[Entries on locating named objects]
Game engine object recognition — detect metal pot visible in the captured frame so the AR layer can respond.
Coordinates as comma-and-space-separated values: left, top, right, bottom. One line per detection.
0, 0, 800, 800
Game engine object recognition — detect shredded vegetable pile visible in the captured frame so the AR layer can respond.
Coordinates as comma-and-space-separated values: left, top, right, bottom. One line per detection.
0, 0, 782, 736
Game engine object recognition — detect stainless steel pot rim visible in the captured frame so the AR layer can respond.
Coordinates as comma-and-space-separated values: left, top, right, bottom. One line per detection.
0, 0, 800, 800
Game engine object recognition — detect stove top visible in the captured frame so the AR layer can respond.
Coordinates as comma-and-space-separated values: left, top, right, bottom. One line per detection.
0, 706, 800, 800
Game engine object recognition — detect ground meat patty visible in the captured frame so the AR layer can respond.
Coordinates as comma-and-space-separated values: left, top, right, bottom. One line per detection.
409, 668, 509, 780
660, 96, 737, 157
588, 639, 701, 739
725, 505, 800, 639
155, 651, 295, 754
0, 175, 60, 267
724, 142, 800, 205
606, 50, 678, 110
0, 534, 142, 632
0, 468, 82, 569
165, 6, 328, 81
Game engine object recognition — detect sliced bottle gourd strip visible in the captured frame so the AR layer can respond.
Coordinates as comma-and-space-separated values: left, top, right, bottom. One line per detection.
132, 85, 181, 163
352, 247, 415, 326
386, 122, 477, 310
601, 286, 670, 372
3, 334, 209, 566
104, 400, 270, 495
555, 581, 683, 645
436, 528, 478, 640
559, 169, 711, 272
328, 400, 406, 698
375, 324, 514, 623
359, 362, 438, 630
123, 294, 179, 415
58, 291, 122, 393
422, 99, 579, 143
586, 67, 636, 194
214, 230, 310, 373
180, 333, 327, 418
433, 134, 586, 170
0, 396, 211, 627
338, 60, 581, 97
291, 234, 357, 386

GIVEN TASK: Set down, word for word, the stretch of items from the very beginning through the line that contains "0, 706, 800, 800".

TASK OUTPUT:
Game engine object recognition — detect metal pot visible in the captured frame so the AR layer can respond.
Coordinates as comma-and-space-separated values: left, top, right, bottom. One line per detection.
0, 0, 800, 800
Game engine object recognition — detect shredded vegetable pile visible in the captured frame so the AR layer can respond.
Coordinates as comma-and-space-separated values: left, top, right, bottom. One line per detection.
0, 0, 782, 736
Game engine object recognition — detect stainless steel pot rim visible in the captured frame so the AR layer can respond.
Coordinates as comma-and-space-separated values: left, top, right, bottom. One line per detection.
0, 0, 800, 800
Game engine object recognition — detect stove top visible in the captured frame so the AR layer can respond.
Coordinates as comma-and-space-separated values: left, top, right, bottom. One line per detection.
0, 706, 800, 800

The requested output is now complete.